◆ **Set task**
Write out the material exactly, without any of its pictures.

◆ **Records of labeled points**
»»

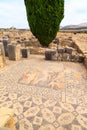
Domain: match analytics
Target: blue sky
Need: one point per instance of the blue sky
(13, 13)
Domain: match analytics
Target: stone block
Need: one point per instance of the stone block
(25, 52)
(81, 58)
(49, 54)
(6, 118)
(14, 52)
(61, 49)
(5, 43)
(68, 50)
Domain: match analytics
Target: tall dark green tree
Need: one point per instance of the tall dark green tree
(44, 18)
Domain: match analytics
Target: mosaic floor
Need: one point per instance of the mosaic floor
(45, 95)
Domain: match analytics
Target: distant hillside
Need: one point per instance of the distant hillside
(75, 27)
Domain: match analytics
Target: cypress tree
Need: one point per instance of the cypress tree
(44, 18)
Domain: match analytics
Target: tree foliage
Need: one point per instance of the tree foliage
(44, 17)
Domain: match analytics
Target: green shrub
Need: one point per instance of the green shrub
(44, 17)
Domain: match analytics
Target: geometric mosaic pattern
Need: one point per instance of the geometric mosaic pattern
(45, 95)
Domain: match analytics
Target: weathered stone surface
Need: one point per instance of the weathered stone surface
(25, 52)
(49, 54)
(68, 50)
(61, 49)
(37, 50)
(2, 55)
(5, 43)
(14, 52)
(81, 58)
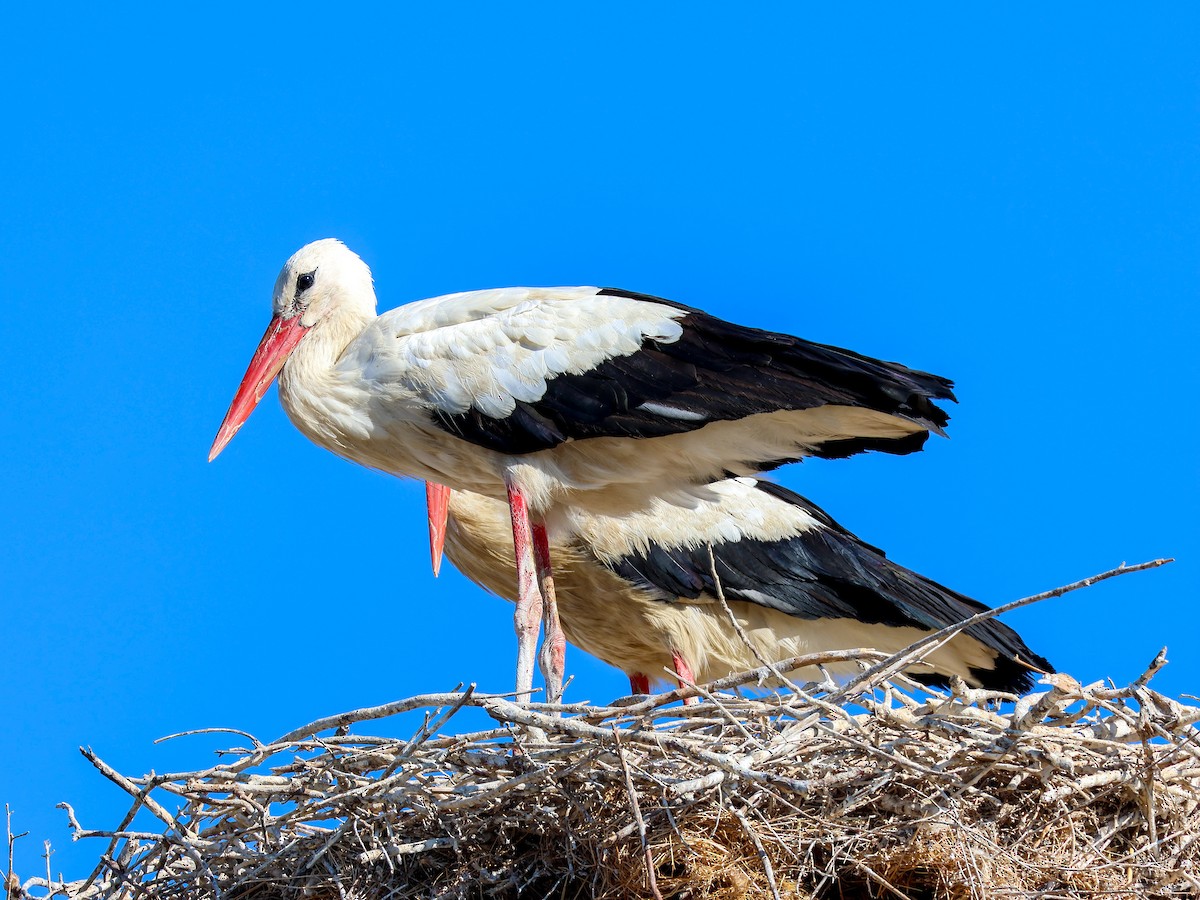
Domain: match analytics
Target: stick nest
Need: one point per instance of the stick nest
(828, 791)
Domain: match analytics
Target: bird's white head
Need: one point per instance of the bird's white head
(321, 277)
(322, 282)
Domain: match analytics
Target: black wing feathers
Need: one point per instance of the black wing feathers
(828, 574)
(715, 371)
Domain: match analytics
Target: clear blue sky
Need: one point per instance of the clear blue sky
(1005, 196)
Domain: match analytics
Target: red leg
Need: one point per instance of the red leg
(685, 675)
(528, 613)
(437, 503)
(553, 648)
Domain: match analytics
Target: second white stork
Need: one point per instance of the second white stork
(553, 397)
(640, 592)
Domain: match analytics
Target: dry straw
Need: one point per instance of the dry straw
(862, 790)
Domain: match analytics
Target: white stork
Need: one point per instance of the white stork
(639, 593)
(556, 397)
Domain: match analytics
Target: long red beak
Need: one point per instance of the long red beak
(282, 336)
(437, 501)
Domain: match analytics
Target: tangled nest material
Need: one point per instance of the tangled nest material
(826, 791)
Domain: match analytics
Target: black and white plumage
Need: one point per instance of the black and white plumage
(639, 593)
(562, 397)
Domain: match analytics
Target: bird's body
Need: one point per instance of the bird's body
(639, 593)
(561, 399)
(587, 397)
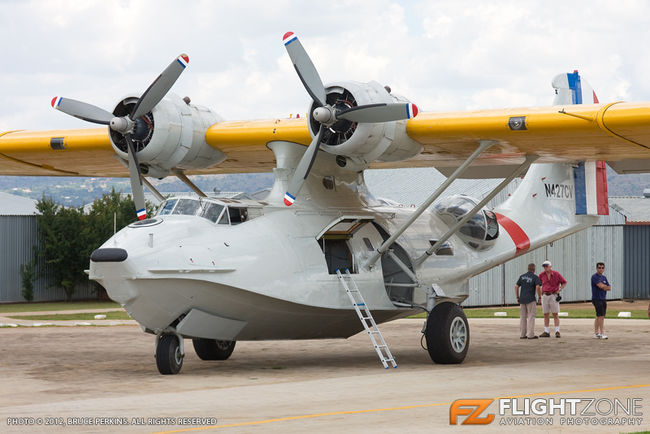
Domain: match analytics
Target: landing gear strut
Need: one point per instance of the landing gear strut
(169, 354)
(447, 333)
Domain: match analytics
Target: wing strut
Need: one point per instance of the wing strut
(181, 175)
(521, 168)
(483, 146)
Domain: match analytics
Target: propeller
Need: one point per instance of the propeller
(326, 115)
(128, 125)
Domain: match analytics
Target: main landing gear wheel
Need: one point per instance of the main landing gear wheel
(168, 355)
(212, 349)
(447, 334)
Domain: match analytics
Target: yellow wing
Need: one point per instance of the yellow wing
(617, 132)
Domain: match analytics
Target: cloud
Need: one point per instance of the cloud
(444, 55)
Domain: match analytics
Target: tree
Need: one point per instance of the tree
(27, 274)
(61, 239)
(67, 236)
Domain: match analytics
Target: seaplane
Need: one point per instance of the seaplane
(320, 257)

««

◆ **Task response**
Domain: match analytics
Target: blue sky
Need: one point per instance of the blue sky
(13, 13)
Domain: match analytics
Target: stone block
Need: one point per instance of the stone block
(25, 52)
(81, 58)
(49, 54)
(6, 118)
(14, 52)
(61, 49)
(5, 43)
(68, 50)
Domain: match analytics
Target: tall dark green tree
Need: one point per instance of the tall dark green tree
(44, 18)
Domain: match analytics
Target: mosaic floor
Need: one point per instance of the mosaic floor
(45, 95)
Domain: match analytics
Target: distant hillside
Need: one point per instance of the distant hillside
(75, 27)
Domain: match analytics
Target: cypress tree
Need: one point per instance of the cypress tree
(44, 18)
Domain: match analytics
Target: tree foliage
Need: one point per instance of the tree foliage
(44, 17)
Domain: match analytics
Target: green shrub
Need: one point per instance of the green shrub
(44, 17)
Domain: match analytics
Target: geometric mosaic pattern
Need: one point per instance of the geometric mosaic pattern
(45, 95)
Domain: match analytics
Target: weathered stone surface
Need: one point per instance of the weathered stone surface
(25, 52)
(49, 54)
(68, 50)
(61, 49)
(37, 50)
(2, 55)
(5, 43)
(14, 52)
(81, 58)
Domain: match analytics
Target: stick nest
Need: one point per instance of the stick nest
(828, 791)
Domain: match analytics
Target: bird's white head
Need: one point per instance of the bird's white head
(321, 277)
(322, 282)
Domain: match analytics
Target: black wing feathers
Need: one point per instance of the black wing feathers
(828, 574)
(715, 371)
Domain: match analytics
Target: clear blue sky
Need: one point per instance of the clear blue sky
(1005, 196)
Domain: match analytics
Target: red leg
Need: one point per instance of the red leg
(685, 675)
(528, 613)
(437, 503)
(553, 648)
Domain: match analytics
Target: second white stork
Need: one point per instance of the second white stork
(553, 397)
(640, 592)
Domain: match analytics
Target: dry straw
Need: one point per instance of the dry straw
(862, 790)
Domain: match analytics
Target: white stork
Need: one point per instance of the white stork
(639, 593)
(556, 397)
Domain: match analytics
Target: long red beak
Need: one point per instance of the long red beak
(282, 336)
(437, 501)
Domain: match analytics
Target: tangled nest material
Need: one point per instance of the tangled nest material
(826, 791)
Domain: match analytics
Target: black and white plumage
Need: one point per instance of the black and white plumage
(639, 593)
(562, 397)
Domain: match analytics
Target: bird's body
Need: one point per instance of the bird's body
(639, 593)
(561, 399)
(587, 397)
Domain: match analytics
Target: landing gear strut
Need: one point per instance of the landing gear strut
(169, 354)
(447, 333)
Domain: match analytics
Target: wing strut
Need: one point per instance of the wing strut
(181, 175)
(521, 168)
(483, 146)
Domain: match analytics
Target: propeller
Need: one point per instance of the propeller
(326, 115)
(128, 125)
Domain: match analytics
Target: main landing gear wheel
Need: one point per instance of the main landing gear wheel
(168, 355)
(212, 349)
(447, 334)
Domain: match analytics
Target: yellow wing
Need: one point per instance of the yellow wing
(617, 132)
Domain: match analytics
Target: cloud
Need: one point per instance of the cloud
(444, 55)
Domain: match analytics
Target: tree
Need: one point per instance of the tree
(27, 274)
(61, 239)
(67, 236)
Domain: match analytics
Target: seaplane
Need: one point per instance of the seaplane
(320, 257)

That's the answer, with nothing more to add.